EXTRACT START
A Generalizable Model for Ranking Blastocyst Stage Embryos Using Deep Learning

Presented at: ASRM Scientific Congress, 2021

Authors: Kevin Loewke, Justina Hyunjii Cho, Paxton Maeder-York, Oleksii Barash, Marcos Meseguer, Nikica Zaninovic, Kathleen A. Miller, Denny Sakkas, Michael Levy, Matthew (Tex) VerMilyea

Materials and Methods:

Historical, de-identified images of blastocyst-stage embryos and associated patient metadata were collected from 11 IVF clinics in the United States for cycles started between 2015 and 2020. Each clinic captured a single image using its existing ICSI microscope, stereo zoom microscope, or time-lapse microscope. Images were captured on day 5, 6 or 7 prior to transfer, biopsy or freeze. 5,100 blastocysts from fresh transfers, frozen transfers, and frozen-euploid transfers were matched to clinical pregnancy outcomes (fetal heartbeat). An additional 2,900 blastocysts were matched to aneuploid (abnormal and complex abnormal) PGT results. Aneuploid embryos were added to the negative training group to reduce the selection bias of training on only transferred embryos. Data were split to 70% for training and 30% for testing. We trained a deep convolutional neural network (CNN) to rank embryo images according to their likelihood of reaching clinical pregnancy. A shallow model architecture (Resnet-18) with dropout was used to minimize overfitting. Performance was optimized using data augmentation, a custom weighted sampling technique, and hyperparameter tuning. Scores were personalized to each patient by incorporating patient age and donor egg status. Manual morphology grades were mapped from an alphanumeric grade to a numeric score for comparison. The area under the receiver operating curve (AUC) was used for evaluating the ability of the models to rank embryos. Bootstrapped analysis was performed using random combinations of two to four euploid embryos, to compare pregnancy rates of the top-ranked embryo for the CNN compared to manual grading.
EXTRACT END
GIVEN RECORDS START
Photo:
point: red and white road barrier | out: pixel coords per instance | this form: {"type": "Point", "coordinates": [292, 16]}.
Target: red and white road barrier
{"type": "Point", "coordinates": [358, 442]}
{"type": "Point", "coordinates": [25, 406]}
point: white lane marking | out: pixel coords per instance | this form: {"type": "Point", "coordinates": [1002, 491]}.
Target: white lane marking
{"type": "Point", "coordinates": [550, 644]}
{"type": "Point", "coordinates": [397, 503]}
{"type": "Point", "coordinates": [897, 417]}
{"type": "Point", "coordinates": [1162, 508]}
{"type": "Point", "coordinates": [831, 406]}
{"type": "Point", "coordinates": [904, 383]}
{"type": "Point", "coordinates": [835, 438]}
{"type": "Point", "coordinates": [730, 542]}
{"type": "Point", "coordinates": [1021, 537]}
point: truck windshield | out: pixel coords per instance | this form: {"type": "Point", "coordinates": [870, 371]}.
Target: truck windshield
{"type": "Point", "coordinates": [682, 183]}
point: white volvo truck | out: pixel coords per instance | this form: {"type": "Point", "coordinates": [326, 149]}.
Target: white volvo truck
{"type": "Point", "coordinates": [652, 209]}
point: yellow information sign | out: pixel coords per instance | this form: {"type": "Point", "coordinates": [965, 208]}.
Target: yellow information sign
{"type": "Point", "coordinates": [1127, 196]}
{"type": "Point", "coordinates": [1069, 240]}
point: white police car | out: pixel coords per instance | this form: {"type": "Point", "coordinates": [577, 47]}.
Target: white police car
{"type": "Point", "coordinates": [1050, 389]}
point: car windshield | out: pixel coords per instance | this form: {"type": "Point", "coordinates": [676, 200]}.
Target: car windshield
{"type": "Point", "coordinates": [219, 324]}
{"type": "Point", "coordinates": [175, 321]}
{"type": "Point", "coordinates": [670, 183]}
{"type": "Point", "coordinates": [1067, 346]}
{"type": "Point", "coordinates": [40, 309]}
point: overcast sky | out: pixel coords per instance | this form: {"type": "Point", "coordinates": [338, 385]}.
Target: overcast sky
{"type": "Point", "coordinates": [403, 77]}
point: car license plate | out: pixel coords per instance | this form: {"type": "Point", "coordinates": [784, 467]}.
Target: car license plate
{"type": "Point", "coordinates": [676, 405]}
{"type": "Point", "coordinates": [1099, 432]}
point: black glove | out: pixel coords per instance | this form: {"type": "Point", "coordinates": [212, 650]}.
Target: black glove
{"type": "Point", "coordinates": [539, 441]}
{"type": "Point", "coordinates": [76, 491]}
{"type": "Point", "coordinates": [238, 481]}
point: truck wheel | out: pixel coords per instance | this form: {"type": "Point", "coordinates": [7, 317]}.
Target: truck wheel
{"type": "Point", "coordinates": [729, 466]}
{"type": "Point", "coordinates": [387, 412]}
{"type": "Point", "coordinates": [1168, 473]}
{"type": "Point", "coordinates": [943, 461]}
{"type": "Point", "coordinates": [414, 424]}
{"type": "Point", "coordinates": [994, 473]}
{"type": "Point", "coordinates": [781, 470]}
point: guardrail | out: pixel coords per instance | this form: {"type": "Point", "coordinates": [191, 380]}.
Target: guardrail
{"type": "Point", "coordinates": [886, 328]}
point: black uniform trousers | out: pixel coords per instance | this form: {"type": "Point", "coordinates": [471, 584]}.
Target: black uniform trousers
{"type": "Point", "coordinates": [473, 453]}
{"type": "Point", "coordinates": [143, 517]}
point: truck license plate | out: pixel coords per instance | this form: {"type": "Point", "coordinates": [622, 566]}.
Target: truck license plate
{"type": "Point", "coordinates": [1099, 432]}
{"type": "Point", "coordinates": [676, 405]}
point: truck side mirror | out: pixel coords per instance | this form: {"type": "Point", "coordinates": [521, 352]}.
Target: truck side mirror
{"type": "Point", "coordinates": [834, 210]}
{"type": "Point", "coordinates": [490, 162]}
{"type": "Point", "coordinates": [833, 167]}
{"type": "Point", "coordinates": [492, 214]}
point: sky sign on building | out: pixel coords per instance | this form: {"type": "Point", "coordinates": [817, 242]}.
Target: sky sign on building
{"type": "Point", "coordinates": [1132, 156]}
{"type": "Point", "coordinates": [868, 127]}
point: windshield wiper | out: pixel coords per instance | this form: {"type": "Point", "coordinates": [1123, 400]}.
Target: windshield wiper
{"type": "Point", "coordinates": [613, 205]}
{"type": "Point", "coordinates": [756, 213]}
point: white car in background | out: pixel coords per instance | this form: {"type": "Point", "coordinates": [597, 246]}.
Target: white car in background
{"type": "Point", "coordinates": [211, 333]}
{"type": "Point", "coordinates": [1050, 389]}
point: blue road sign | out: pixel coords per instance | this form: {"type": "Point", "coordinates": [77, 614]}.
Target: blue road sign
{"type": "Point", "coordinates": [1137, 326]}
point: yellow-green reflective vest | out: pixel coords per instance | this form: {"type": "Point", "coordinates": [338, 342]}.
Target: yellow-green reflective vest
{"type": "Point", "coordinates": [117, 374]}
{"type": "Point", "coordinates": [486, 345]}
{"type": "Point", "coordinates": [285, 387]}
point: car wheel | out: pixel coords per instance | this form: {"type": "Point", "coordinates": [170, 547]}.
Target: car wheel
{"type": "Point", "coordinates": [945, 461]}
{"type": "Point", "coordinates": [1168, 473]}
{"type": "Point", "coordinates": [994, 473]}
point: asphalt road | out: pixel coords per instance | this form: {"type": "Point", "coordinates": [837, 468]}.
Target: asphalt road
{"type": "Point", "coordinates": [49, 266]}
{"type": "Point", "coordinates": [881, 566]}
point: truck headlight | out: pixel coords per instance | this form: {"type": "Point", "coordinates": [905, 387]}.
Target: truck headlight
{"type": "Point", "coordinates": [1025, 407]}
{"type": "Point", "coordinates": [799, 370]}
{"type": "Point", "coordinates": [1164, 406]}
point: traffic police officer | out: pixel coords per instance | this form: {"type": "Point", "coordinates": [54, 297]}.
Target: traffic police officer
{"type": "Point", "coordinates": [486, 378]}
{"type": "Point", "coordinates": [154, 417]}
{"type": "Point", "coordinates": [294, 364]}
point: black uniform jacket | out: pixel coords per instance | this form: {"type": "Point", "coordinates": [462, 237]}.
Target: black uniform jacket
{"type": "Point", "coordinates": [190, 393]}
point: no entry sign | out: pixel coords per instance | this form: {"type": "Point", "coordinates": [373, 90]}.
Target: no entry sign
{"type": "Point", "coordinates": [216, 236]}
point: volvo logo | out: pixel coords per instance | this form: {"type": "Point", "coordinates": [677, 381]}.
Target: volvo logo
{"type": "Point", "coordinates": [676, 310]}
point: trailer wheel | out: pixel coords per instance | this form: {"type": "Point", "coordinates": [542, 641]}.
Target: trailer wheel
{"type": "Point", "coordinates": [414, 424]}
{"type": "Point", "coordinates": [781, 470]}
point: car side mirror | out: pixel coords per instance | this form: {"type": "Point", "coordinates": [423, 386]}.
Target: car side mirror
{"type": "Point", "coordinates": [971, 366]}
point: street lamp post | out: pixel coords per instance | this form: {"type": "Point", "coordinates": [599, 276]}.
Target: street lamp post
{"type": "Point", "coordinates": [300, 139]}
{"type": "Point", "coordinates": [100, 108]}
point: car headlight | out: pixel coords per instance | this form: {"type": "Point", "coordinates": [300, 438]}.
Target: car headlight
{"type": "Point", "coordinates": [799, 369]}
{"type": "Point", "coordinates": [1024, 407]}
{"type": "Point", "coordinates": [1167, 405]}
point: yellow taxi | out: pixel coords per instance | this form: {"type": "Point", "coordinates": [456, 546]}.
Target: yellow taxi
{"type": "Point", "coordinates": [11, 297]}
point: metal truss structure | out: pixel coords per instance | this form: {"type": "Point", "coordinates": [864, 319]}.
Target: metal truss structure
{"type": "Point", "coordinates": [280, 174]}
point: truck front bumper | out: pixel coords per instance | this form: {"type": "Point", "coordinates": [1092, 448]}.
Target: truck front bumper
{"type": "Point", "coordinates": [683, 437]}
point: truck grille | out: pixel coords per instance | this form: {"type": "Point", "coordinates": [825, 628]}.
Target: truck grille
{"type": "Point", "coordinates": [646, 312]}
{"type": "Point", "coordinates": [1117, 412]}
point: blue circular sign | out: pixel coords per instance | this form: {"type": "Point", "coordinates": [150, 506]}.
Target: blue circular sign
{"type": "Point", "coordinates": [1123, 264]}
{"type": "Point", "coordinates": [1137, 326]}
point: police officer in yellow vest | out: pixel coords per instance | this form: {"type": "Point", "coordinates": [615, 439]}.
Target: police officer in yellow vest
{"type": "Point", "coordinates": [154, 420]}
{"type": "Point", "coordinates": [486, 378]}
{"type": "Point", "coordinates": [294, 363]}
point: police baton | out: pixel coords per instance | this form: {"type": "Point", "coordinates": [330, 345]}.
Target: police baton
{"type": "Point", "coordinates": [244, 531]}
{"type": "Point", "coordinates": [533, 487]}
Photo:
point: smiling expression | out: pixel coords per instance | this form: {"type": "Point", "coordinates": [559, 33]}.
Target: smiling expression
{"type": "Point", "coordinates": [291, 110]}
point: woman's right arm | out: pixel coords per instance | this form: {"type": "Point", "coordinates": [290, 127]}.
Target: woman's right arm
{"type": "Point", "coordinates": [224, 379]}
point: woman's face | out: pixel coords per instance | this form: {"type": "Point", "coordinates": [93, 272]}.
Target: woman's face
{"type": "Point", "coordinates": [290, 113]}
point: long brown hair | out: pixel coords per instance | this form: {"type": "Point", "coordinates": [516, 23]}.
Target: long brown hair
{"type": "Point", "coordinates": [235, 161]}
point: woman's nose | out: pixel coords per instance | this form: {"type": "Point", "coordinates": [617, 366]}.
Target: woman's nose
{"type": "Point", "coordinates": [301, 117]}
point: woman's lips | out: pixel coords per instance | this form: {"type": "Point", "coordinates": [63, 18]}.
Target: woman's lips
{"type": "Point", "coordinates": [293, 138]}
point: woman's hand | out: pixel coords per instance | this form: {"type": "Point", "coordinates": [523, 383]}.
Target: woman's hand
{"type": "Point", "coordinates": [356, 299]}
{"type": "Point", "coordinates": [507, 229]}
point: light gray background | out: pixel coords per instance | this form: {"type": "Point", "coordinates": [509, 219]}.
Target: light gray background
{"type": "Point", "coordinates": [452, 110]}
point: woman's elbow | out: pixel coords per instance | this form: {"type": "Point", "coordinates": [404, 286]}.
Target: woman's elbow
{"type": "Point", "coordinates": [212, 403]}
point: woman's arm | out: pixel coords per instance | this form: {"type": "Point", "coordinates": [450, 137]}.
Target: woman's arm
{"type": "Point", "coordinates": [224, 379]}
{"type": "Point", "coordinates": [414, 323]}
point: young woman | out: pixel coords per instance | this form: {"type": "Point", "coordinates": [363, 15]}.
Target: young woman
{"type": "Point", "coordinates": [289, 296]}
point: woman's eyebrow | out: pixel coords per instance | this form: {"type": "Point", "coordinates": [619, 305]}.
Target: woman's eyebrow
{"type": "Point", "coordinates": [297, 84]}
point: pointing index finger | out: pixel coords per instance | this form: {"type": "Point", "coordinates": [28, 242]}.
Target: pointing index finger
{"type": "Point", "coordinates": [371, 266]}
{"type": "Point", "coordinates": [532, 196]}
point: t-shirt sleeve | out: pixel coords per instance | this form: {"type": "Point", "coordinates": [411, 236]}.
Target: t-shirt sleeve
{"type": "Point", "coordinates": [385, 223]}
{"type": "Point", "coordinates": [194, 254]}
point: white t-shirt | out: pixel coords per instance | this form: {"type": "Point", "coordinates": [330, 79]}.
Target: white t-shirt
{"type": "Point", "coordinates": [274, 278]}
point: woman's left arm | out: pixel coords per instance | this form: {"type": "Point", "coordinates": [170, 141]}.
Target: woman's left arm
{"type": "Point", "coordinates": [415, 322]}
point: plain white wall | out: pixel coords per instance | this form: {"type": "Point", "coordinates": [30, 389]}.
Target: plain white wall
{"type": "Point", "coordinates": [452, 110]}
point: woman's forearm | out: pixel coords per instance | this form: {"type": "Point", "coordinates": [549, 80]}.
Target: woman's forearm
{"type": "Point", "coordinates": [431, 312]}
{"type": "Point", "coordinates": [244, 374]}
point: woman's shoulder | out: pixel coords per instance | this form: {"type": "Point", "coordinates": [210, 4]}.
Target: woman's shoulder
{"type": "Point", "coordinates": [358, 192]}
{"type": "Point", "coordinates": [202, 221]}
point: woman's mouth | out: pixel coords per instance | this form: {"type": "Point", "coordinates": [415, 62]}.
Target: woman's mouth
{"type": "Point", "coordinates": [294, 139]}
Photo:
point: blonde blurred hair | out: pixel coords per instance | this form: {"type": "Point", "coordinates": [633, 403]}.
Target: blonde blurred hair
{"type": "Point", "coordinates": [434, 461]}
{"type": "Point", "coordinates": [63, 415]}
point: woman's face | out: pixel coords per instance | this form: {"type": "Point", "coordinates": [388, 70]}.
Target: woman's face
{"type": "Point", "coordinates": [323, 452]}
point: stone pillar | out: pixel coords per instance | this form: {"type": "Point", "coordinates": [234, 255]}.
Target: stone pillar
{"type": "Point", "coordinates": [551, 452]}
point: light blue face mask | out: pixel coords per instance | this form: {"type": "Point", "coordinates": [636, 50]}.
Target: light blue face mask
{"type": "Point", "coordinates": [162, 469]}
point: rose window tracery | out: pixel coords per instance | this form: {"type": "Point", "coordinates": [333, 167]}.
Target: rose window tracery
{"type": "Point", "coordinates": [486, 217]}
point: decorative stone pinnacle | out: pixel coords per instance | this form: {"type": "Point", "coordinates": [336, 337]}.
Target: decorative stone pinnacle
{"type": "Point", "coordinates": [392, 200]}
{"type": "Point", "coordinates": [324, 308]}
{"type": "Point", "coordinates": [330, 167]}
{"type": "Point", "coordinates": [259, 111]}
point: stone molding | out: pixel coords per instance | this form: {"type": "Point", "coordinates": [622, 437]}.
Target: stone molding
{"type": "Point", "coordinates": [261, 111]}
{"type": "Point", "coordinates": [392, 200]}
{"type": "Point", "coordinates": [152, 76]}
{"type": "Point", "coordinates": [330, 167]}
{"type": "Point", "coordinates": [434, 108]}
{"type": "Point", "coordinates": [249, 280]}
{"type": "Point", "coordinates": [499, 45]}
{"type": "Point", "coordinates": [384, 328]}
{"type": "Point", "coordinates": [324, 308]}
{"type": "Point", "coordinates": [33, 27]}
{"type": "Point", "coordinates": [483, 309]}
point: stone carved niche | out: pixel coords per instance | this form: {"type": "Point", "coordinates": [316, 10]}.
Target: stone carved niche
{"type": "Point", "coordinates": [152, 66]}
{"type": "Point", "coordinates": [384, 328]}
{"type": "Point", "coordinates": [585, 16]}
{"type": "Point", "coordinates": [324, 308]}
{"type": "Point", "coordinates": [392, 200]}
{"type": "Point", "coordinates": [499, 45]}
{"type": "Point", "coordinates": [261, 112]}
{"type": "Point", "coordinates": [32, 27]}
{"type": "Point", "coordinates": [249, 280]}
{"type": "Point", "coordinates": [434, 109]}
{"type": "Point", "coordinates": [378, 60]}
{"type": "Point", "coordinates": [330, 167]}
GIVEN RECORDS END
*DIRECTIONS:*
(a) In the blastocyst-ranking abstract, which model architecture was used to minimize overfitting?
(b) Pick up the blastocyst-ranking abstract after its final sentence and carry it forward.

*RESPONSES TO THE TASKS:*
(a) A shallow Resnet-18 architecture with dropout.

(b)
The CNN model AUC on the test set was 0.72 for all embryos (including transferred embryos and non-transferred aneuploids), 0.65 for fresh and frozen non-PGT transfers, and 0.62 for euploid transfers. For euploid-only transfers, the CNN model AUC outperformed manual grading overall (+7.0%), by clinical site (ranging from +4.7% to +12.6% per site), and by day of image capture (+6.3% for day-5, +8.8% for days-6/7). Bootstrapped analysis of euploid embryos predicted improved pregnancy rates on first transfer of between +3% to +8% per site, using the CNN model compared to manual grading.


We developed a deep learning-based model for ranking embryos at the blastocyst-stage. Previous studies using deep learning for embryo grading have been application-specific, using images from a single type of microscope (e.g. a time-lapse instrument), or captured at a specific day (e.g. day 5), or from a specific cycle type (e.g. non-PGT cycles). With access to a large and diverse dataset, we developed a generalizable model that is broadly applicable and outperforms manual grading when analyzed in aggregate and by site and day of capture. Future work will focus on further expanding our training dataset and performing clinical studies to validate performance.

Impact Statement:

We developed a deep learning-based embryo ranking model that is broadly applicable and may reduce time to pregnancy by optimizing the order of embryo transfer.